## WHAT TO WORK ON
From the text on compilers and interpreters below, reproduce word for word the passage that begins with the words "But what if" and ends with the words "process takes place.".

## TEXT EXTRACT
— Start —
Compilers And Interpreters - C.
Jones
Introduction
In order for us to make the computer perform the tasks we want it to, we have
to communicate with the machine. We write our programs in a high-level language
such as Java, C, Pascal, etc. but the machine cannot understand that language,
as it operates only in bits (binary digits of zero or one). So there
needs to be some translation process which will convert our Java instructions
(our "source code") into machine code which the computer can then understand and
execute (the "object code"). There are two main ways of achieving this translation
process:
- Compilation
- Interpretation
The method used depends upon the high level language you are using.
Some languages are compiled (e.g. Turbo Pascal, C, etc. ) while others are interpreted
languages (e.g. QBasic). (Java, however, uses a combination of both approaches
which we'll talk about at the end of this page). Compilers and interpreters are
simply pieces of software (in other words, they are programs themselves!) which
have been specially written to take the commands we write in our chosen programming
language and translate them into a form which the machine understands. Here's
an explanation of the difference between a compiler and an interpreter:
Comparison of Traditional Compilers
and Interpreters
If 2 native English speakers wish to communicate, there is no language problem.
But what if an English speaker wishes to communicate with a French speaker?
There are two possible solutions to the problem:
- The English speaker employs an interpreter who translates
the English sentences into French as they are spoken. The English speaker
says a sentence in English, the interpreter hears it, translates it in his/her
brain into French, and the speaks the sentence in French. This is repeated
for each sentence. Progress is slow: there are pauses between sentences as
the translation process takes place.
— End —
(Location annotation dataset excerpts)
— Start —
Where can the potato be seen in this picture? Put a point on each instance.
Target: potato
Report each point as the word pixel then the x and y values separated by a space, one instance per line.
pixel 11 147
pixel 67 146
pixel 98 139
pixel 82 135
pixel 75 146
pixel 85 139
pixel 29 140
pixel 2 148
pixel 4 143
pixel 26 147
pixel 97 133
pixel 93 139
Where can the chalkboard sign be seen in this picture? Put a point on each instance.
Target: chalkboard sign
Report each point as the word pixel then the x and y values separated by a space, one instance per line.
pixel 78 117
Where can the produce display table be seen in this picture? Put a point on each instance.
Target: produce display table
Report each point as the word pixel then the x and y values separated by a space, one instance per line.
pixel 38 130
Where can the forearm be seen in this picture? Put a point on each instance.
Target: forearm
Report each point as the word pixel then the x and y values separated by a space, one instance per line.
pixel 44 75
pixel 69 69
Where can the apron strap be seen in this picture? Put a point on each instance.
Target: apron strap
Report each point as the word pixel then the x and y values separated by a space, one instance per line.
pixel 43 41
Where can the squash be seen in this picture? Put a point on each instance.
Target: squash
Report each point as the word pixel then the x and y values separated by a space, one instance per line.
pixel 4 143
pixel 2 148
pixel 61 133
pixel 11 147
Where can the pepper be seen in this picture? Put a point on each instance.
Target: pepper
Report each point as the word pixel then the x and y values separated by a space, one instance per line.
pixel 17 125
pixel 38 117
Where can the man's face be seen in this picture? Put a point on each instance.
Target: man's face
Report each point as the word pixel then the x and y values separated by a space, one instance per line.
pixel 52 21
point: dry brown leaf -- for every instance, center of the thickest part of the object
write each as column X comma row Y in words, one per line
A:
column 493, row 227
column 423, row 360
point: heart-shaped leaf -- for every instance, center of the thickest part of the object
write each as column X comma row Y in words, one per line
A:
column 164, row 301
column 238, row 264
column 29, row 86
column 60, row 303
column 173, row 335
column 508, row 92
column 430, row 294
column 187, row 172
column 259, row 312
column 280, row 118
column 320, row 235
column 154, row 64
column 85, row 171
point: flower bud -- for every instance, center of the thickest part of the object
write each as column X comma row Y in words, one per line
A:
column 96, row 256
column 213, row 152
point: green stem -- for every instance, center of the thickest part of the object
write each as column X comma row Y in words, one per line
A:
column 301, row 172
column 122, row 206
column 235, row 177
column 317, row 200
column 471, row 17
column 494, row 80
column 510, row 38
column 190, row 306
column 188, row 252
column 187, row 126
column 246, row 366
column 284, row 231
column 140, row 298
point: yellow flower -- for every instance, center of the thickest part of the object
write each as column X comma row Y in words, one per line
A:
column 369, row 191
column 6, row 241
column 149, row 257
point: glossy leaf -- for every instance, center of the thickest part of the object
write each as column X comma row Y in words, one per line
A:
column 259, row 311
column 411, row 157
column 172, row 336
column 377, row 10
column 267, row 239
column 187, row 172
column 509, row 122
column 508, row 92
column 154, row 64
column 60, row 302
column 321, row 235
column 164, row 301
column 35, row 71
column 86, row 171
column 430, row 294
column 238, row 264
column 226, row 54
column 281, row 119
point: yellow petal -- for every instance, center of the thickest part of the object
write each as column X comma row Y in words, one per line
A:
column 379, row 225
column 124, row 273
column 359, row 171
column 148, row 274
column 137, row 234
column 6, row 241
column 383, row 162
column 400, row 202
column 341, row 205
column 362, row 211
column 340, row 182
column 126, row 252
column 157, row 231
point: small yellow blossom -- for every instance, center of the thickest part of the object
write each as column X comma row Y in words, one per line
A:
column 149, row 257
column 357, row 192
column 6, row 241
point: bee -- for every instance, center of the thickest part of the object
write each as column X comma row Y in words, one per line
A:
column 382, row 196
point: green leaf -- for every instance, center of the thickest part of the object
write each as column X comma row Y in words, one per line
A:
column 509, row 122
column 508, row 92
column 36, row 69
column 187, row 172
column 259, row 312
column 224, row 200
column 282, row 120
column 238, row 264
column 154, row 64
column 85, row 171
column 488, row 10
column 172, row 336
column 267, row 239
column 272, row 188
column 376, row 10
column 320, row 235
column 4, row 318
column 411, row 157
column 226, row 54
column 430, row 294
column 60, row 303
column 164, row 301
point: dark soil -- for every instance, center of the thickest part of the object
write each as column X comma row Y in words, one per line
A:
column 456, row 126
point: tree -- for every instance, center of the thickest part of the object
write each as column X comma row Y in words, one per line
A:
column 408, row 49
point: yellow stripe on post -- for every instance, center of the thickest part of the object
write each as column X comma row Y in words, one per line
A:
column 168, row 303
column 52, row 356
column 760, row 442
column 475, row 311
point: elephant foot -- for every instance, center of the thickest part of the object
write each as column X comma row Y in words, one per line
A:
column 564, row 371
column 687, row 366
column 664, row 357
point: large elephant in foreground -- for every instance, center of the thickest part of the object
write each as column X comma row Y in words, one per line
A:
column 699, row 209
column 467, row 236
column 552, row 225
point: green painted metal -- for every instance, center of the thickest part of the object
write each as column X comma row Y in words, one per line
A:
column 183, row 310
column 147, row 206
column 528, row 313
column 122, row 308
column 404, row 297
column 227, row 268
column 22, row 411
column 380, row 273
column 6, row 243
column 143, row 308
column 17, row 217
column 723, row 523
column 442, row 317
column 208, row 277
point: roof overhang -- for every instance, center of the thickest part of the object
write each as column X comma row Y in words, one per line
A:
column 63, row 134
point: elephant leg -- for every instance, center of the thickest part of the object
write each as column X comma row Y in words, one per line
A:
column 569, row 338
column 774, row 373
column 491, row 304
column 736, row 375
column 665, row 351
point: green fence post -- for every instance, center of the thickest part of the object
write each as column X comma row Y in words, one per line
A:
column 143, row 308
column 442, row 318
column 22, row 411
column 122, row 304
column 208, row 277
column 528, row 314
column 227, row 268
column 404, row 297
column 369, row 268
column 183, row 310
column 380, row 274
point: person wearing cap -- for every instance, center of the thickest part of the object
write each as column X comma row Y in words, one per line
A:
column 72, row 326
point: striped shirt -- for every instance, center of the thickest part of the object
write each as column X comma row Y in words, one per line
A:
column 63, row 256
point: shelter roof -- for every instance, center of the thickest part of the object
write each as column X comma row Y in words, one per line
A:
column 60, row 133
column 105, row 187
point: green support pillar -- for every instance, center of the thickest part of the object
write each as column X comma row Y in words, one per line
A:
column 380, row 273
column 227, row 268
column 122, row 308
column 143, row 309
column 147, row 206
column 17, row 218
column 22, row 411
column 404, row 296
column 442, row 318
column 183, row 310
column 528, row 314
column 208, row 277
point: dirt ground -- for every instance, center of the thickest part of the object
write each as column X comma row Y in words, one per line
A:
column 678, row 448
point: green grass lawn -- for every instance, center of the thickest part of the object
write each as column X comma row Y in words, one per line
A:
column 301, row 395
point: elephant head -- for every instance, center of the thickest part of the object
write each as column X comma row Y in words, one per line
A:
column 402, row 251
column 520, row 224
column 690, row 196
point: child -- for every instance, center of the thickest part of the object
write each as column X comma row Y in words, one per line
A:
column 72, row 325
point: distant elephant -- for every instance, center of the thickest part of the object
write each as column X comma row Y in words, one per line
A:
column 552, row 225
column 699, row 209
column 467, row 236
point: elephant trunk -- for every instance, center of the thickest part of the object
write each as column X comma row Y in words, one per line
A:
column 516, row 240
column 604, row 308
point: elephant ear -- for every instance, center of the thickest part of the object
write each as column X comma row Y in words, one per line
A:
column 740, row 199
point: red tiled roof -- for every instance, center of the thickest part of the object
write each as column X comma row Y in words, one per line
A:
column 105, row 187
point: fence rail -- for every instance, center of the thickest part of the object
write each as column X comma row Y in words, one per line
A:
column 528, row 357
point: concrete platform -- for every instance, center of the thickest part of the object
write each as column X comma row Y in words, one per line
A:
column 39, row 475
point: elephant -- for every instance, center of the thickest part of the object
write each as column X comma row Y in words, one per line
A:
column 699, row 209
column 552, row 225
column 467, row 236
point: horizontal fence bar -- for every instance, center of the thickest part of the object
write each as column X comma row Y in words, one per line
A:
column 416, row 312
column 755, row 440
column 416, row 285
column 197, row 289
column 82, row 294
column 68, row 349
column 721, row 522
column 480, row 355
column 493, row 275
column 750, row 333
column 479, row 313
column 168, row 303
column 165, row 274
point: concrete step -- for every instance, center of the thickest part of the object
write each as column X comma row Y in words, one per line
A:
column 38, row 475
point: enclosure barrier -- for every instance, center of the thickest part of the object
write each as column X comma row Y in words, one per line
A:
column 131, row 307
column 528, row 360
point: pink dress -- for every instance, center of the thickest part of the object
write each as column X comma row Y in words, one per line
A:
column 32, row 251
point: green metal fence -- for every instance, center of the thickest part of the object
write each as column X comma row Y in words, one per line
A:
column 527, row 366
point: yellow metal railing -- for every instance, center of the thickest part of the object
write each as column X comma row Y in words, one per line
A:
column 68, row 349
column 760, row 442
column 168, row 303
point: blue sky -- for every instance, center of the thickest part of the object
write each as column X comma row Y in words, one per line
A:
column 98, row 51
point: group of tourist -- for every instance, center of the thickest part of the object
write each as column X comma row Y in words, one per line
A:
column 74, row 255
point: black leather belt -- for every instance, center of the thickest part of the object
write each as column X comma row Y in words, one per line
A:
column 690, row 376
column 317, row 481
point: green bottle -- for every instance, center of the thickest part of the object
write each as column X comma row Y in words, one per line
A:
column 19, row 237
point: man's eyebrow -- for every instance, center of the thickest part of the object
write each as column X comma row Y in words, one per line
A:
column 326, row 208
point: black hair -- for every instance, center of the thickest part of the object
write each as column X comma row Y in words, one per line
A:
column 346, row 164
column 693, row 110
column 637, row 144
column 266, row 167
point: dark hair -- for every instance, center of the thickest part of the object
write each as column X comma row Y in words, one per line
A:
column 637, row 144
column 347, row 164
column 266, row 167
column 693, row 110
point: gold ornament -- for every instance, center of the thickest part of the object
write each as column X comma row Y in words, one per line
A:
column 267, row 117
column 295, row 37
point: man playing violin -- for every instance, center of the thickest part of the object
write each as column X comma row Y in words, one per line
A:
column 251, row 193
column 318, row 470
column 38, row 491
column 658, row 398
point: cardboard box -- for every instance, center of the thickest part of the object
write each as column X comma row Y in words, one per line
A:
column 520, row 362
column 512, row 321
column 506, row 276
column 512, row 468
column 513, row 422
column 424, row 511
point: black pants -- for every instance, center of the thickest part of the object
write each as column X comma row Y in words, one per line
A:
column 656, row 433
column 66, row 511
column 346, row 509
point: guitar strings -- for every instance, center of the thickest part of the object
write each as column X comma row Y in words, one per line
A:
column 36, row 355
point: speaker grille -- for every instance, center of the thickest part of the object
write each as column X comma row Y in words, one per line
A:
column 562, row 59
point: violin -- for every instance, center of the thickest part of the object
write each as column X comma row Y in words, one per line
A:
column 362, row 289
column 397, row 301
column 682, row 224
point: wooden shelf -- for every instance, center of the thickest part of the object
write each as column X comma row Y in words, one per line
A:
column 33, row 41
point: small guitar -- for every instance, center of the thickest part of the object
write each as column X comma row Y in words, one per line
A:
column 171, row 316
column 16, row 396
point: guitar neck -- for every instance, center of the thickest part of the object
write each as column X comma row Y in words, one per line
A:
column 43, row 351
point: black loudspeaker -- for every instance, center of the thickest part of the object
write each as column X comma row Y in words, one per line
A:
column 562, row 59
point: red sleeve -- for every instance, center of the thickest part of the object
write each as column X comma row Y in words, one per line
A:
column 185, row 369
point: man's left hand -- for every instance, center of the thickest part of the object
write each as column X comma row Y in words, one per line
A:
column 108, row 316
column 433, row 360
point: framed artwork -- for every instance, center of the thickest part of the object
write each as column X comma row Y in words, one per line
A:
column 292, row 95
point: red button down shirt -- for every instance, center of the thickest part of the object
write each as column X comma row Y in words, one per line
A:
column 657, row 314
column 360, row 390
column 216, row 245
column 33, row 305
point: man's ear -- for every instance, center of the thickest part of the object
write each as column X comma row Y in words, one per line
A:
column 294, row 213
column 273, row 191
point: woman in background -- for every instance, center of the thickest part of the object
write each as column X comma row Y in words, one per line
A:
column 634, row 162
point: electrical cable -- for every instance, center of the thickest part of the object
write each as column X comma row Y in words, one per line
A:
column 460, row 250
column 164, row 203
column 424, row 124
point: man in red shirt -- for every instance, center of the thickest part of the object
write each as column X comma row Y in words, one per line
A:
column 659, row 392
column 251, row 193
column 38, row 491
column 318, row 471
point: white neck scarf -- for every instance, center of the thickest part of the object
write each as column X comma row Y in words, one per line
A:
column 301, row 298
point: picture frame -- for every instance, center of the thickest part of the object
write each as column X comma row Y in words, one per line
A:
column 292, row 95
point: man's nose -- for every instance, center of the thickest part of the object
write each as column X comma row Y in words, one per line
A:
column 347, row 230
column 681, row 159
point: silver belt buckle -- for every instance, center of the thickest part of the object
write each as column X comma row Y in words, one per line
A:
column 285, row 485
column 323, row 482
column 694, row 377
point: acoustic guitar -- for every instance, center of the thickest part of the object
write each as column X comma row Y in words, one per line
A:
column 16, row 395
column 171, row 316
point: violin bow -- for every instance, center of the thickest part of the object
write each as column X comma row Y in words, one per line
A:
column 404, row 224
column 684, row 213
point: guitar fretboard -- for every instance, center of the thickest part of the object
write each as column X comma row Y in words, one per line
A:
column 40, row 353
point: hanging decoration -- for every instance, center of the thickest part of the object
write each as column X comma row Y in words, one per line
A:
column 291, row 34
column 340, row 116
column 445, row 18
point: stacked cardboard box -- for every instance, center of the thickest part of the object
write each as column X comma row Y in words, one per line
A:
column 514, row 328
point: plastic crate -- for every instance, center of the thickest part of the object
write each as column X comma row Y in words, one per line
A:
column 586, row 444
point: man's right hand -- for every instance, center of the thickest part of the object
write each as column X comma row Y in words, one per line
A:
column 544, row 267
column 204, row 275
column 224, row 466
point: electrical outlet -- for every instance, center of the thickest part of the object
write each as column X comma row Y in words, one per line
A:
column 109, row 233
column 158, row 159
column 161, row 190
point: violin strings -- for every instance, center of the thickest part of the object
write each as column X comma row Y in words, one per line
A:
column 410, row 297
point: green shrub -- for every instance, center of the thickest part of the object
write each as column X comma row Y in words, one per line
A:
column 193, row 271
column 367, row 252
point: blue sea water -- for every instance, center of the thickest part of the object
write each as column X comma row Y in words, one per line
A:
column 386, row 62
— End —
## TASK ANSWER
But what if an English speaker wishes to communicate with a French speaker?
There are two possible solutions to the problem:
- The English speaker employs an interpreter who translates
the English sentences into French as they are spoken. The English speaker
says a sentence in English, the interpreter hears it, translates it in his/her
brain into French, and the speaks the sentence in French. This is repeated
for each sentence. Progress is slow: there are pauses between sentences as
the translation process takes place.